Recorded information ::
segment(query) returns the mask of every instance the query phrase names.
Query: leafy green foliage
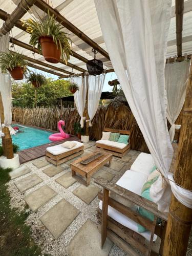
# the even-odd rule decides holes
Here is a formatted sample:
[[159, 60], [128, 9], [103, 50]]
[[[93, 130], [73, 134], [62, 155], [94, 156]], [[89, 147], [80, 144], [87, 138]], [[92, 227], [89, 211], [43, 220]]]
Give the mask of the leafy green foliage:
[[21, 67], [24, 69], [24, 73], [28, 71], [27, 63], [25, 57], [18, 52], [0, 52], [0, 67], [3, 74], [7, 74], [8, 69], [11, 71], [16, 67]]
[[46, 82], [46, 78], [42, 73], [35, 71], [30, 71], [26, 76], [26, 78], [27, 82], [31, 82], [32, 84], [35, 83], [38, 88], [39, 88]]
[[38, 50], [41, 53], [41, 47], [39, 37], [52, 37], [57, 49], [60, 48], [61, 58], [67, 63], [70, 59], [72, 41], [67, 33], [61, 31], [63, 26], [57, 22], [56, 18], [53, 14], [50, 15], [49, 10], [46, 17], [43, 18], [39, 17], [39, 21], [34, 16], [33, 18], [35, 20], [29, 18], [27, 20], [22, 21], [24, 25], [27, 26], [27, 31], [31, 34], [29, 44], [33, 47], [37, 46]]
[[79, 87], [78, 86], [77, 83], [75, 82], [70, 83], [68, 88], [70, 91], [79, 91]]
[[[37, 90], [37, 104], [38, 106], [57, 105], [58, 98], [71, 96], [68, 90], [70, 82], [66, 80], [53, 80], [46, 79], [44, 84]], [[13, 106], [34, 107], [35, 105], [35, 90], [31, 83], [13, 82], [12, 87]]]

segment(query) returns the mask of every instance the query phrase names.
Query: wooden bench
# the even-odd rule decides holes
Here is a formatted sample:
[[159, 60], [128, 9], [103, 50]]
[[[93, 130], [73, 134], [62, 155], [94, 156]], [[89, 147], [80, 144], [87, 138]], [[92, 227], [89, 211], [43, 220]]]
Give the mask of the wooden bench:
[[110, 152], [114, 156], [122, 158], [130, 150], [131, 147], [130, 145], [130, 131], [124, 131], [120, 130], [111, 129], [110, 128], [104, 128], [104, 132], [110, 132], [111, 133], [118, 133], [120, 134], [129, 135], [129, 144], [123, 147], [123, 148], [118, 148], [117, 147], [105, 145], [104, 144], [97, 143], [96, 145], [97, 147], [100, 147]]
[[[99, 193], [98, 195], [99, 199], [102, 200], [102, 209], [98, 209], [98, 229], [101, 234], [101, 247], [103, 247], [106, 237], [108, 237], [130, 255], [138, 254], [130, 245], [146, 255], [162, 255], [167, 214], [159, 211], [157, 209], [157, 205], [155, 203], [118, 185], [109, 182], [101, 177], [98, 177], [95, 180], [95, 182], [103, 187], [102, 193]], [[115, 193], [128, 201], [154, 214], [154, 221], [150, 221], [140, 215], [139, 213], [114, 200], [109, 196], [110, 191]], [[109, 205], [150, 230], [151, 236], [149, 244], [145, 244], [145, 239], [141, 235], [110, 217], [108, 215]], [[156, 224], [157, 218], [162, 220], [161, 225]], [[159, 253], [152, 249], [154, 233], [161, 239]]]

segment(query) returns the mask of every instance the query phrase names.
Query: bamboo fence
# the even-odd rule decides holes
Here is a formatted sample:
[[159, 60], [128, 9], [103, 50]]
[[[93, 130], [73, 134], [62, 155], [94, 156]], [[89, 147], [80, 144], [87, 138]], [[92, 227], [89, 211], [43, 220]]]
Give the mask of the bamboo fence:
[[[76, 109], [59, 109], [57, 106], [36, 108], [12, 109], [12, 118], [15, 122], [58, 131], [59, 120], [66, 122], [66, 132], [74, 134], [73, 124], [80, 121]], [[102, 137], [104, 127], [131, 131], [130, 142], [132, 149], [148, 153], [148, 150], [137, 122], [129, 107], [120, 102], [112, 102], [106, 108], [99, 106], [92, 121], [90, 130], [91, 140]]]

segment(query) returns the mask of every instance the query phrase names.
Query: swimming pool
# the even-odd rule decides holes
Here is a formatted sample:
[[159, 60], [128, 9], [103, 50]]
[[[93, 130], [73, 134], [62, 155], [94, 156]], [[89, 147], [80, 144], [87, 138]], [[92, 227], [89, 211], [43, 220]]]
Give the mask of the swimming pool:
[[17, 124], [11, 126], [19, 129], [19, 132], [12, 136], [13, 143], [19, 146], [19, 150], [51, 142], [49, 139], [49, 136], [53, 133], [51, 132]]

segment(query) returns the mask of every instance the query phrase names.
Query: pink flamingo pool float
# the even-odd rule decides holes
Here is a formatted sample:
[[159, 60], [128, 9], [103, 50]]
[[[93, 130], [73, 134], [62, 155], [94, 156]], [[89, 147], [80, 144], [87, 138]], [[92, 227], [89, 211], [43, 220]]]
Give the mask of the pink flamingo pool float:
[[65, 125], [65, 122], [60, 120], [58, 122], [58, 128], [60, 133], [54, 133], [49, 137], [49, 139], [51, 141], [57, 141], [57, 140], [64, 140], [68, 139], [70, 136], [67, 133], [66, 133], [61, 128], [61, 125]]

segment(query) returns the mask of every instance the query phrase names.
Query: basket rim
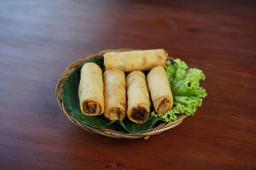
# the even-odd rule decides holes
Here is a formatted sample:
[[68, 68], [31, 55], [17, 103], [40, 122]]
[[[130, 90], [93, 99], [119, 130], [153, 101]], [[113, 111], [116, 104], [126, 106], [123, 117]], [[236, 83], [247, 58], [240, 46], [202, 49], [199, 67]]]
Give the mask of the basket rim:
[[[101, 51], [97, 53], [92, 54], [86, 56], [81, 59], [77, 60], [71, 64], [70, 64], [65, 69], [64, 72], [60, 75], [59, 80], [55, 87], [56, 96], [57, 98], [58, 104], [61, 110], [64, 112], [67, 118], [76, 125], [82, 127], [86, 131], [100, 134], [106, 136], [115, 138], [126, 138], [126, 139], [138, 139], [143, 138], [145, 139], [148, 139], [152, 135], [157, 134], [161, 133], [168, 129], [173, 128], [179, 125], [182, 120], [186, 118], [188, 116], [186, 115], [180, 115], [176, 120], [172, 122], [171, 123], [163, 122], [156, 127], [152, 127], [148, 131], [141, 133], [129, 133], [125, 131], [119, 131], [113, 129], [108, 129], [108, 127], [104, 128], [95, 128], [86, 125], [84, 123], [79, 122], [76, 120], [72, 116], [71, 116], [67, 111], [61, 100], [61, 96], [63, 91], [64, 85], [67, 81], [68, 76], [71, 73], [76, 70], [76, 69], [82, 64], [87, 62], [90, 59], [95, 57], [103, 57], [104, 53], [108, 52], [125, 52], [134, 50], [132, 48], [122, 48], [118, 50], [106, 50]], [[169, 60], [174, 60], [174, 59], [168, 57]]]

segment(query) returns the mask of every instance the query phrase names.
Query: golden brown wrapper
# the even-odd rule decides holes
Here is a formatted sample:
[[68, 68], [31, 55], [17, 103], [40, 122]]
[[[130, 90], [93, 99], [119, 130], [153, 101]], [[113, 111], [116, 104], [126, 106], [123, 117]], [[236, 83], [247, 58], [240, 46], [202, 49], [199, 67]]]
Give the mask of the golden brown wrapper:
[[152, 68], [147, 76], [147, 81], [156, 113], [163, 114], [171, 110], [173, 101], [164, 68], [163, 66]]
[[104, 111], [102, 71], [93, 62], [84, 64], [81, 69], [78, 88], [80, 109], [89, 116], [102, 115]]
[[118, 69], [106, 70], [104, 83], [105, 117], [110, 120], [123, 120], [126, 117], [126, 82], [124, 71]]
[[146, 76], [139, 71], [131, 72], [126, 77], [127, 117], [132, 122], [141, 124], [148, 118], [150, 100]]
[[165, 65], [168, 53], [163, 49], [106, 52], [104, 54], [106, 69], [116, 68], [124, 72], [147, 71]]

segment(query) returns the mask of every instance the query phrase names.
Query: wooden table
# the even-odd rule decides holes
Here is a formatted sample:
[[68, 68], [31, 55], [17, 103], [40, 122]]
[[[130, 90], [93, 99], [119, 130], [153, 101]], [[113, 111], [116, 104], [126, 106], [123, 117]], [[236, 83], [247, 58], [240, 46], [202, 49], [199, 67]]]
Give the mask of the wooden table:
[[[0, 169], [256, 168], [255, 8], [253, 1], [1, 1]], [[60, 74], [122, 48], [163, 48], [202, 69], [203, 106], [147, 141], [74, 125], [56, 102]]]

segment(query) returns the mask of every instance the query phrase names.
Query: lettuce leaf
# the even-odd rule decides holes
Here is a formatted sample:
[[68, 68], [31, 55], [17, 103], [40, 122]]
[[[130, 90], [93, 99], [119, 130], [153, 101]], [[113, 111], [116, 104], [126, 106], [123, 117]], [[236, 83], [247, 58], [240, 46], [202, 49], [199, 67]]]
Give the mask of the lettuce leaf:
[[179, 59], [167, 61], [164, 68], [173, 97], [173, 107], [164, 115], [153, 111], [150, 118], [158, 117], [171, 122], [177, 119], [177, 114], [193, 115], [197, 107], [202, 106], [202, 98], [207, 96], [205, 89], [200, 87], [200, 81], [205, 79], [204, 73], [196, 68], [189, 68]]

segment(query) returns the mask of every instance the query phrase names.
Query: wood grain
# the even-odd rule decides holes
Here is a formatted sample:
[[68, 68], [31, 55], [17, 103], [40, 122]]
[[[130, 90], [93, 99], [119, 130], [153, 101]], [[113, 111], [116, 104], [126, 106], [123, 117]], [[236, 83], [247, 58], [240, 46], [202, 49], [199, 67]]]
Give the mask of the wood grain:
[[[0, 169], [256, 168], [255, 1], [1, 1]], [[196, 113], [148, 141], [85, 132], [54, 86], [106, 49], [163, 48], [204, 71]]]

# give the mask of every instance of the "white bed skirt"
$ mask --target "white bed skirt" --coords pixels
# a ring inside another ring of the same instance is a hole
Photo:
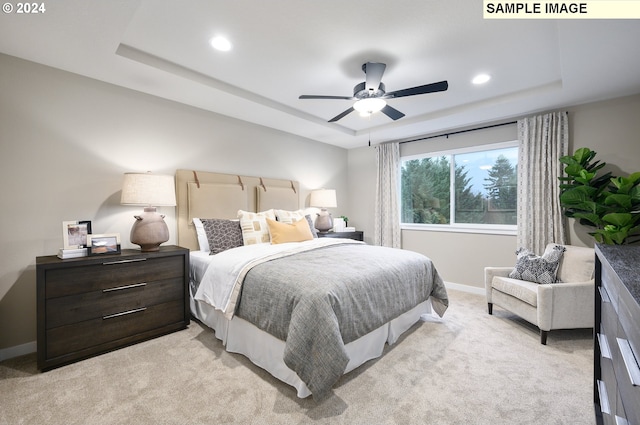
[[[227,351],[246,356],[255,365],[291,385],[297,390],[298,397],[305,398],[311,395],[306,384],[284,363],[284,341],[239,317],[227,320],[219,310],[195,301],[193,296],[191,313],[215,331],[216,338],[222,341]],[[380,357],[386,343],[394,344],[400,335],[424,315],[431,315],[430,300],[418,304],[391,322],[345,345],[350,360],[344,373],[352,371],[368,360]]]

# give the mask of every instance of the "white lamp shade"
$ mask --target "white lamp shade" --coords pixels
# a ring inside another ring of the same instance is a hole
[[[122,183],[123,205],[175,206],[173,176],[151,173],[125,173]]]
[[[311,192],[309,205],[319,208],[335,208],[338,206],[336,202],[336,191],[334,189],[319,189]]]

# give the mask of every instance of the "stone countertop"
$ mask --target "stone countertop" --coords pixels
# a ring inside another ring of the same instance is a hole
[[[596,244],[631,296],[640,304],[640,246]]]

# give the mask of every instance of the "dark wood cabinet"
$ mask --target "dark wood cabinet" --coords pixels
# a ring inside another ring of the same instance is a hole
[[[640,424],[640,246],[596,245],[598,424]]]
[[[319,238],[345,238],[356,241],[364,241],[364,232],[356,230],[355,232],[318,232]]]
[[[48,370],[189,324],[189,250],[36,258],[38,369]]]

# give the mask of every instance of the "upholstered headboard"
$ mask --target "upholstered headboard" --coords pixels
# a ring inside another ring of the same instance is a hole
[[[300,208],[296,181],[208,171],[176,171],[178,245],[197,251],[193,218],[237,218],[238,210]]]

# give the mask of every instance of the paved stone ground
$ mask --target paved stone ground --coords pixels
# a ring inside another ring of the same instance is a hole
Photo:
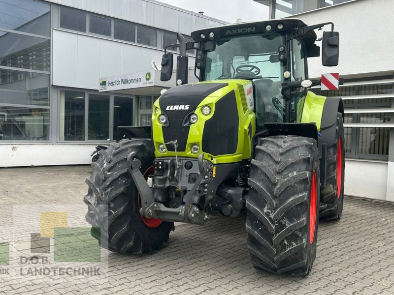
[[[0,169],[0,242],[9,235],[12,205],[84,208],[84,179],[90,171],[89,166]],[[76,213],[72,218],[83,220],[84,212]],[[28,223],[26,215],[24,222]],[[319,225],[317,257],[305,278],[255,269],[245,219],[244,215],[210,219],[204,227],[178,225],[168,244],[150,256],[103,250],[109,277],[97,284],[50,278],[34,283],[0,271],[0,294],[394,294],[394,204],[345,198],[341,221]]]

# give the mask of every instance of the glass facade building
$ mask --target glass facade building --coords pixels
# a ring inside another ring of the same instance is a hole
[[[48,141],[51,5],[0,2],[0,140]]]
[[[98,10],[104,0],[80,6],[57,2],[0,1],[1,144],[121,139],[118,126],[149,123],[160,93],[99,92],[98,77],[152,70],[154,55],[177,42],[179,26],[190,40],[196,24],[224,24],[144,0],[126,0],[125,7],[112,12]],[[193,58],[195,53],[189,53]]]

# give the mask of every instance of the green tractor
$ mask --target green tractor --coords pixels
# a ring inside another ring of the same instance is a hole
[[[266,271],[307,275],[319,220],[339,220],[344,169],[339,97],[308,90],[308,58],[338,63],[333,24],[297,19],[243,23],[180,34],[177,84],[154,103],[150,126],[119,127],[92,162],[85,202],[102,247],[151,253],[167,242],[174,222],[246,211],[252,263]],[[187,50],[196,50],[187,84]],[[162,80],[172,72],[165,51]]]

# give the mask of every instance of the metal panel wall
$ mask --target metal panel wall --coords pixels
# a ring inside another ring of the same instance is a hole
[[[139,46],[122,44],[121,52],[122,53],[122,67],[121,74],[127,74],[140,71],[141,61],[139,57],[141,51],[145,48]]]
[[[104,0],[82,0],[82,9],[103,14]]]
[[[125,0],[104,0],[104,14],[125,18]]]
[[[209,20],[201,17],[196,18],[195,30],[208,28],[209,26]]]
[[[97,87],[100,78],[100,40],[78,35],[77,60],[77,86],[84,88]]]
[[[180,12],[169,7],[163,7],[163,15],[162,27],[164,30],[177,32],[179,29]]]
[[[82,0],[57,0],[54,2],[57,2],[59,4],[71,6],[78,8],[82,7]]]
[[[100,77],[119,75],[121,59],[121,43],[100,40]]]
[[[53,84],[76,86],[78,35],[54,31],[53,38]]]
[[[145,22],[144,6],[145,1],[127,0],[125,7],[125,18],[131,22],[143,24]]]
[[[164,18],[164,7],[150,2],[145,2],[145,23],[156,28],[162,28],[162,20]]]
[[[184,34],[190,35],[195,30],[195,23],[197,17],[189,13],[179,14],[179,31]]]

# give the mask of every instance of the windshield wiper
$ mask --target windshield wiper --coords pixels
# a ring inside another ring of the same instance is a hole
[[[254,77],[253,78],[251,78],[250,77],[234,77],[234,78],[231,78],[230,79],[240,79],[241,80],[252,80],[255,79],[275,79],[275,78],[279,78],[279,77],[263,77],[262,76],[256,76],[256,77]]]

Requirement :: Reproduce the records from their first line through the line that contains "Give the mask of the leafy", replacing "foliage" with "vegetation" and keeping everything else the same. Leave the pictures out.

The completed task ::
segment(query) returns the mask of every instance the query phrase names.
Query: leafy green vegetation
# the even-odd rule decides holes
Here is a formatted sample:
[[159, 60], [128, 9], [103, 50]]
[[[93, 130], [73, 134], [62, 155], [94, 156]], [[89, 147], [80, 144], [87, 138]], [[92, 227], [89, 211], [43, 220]]]
Give the mask of the leafy green vegetation:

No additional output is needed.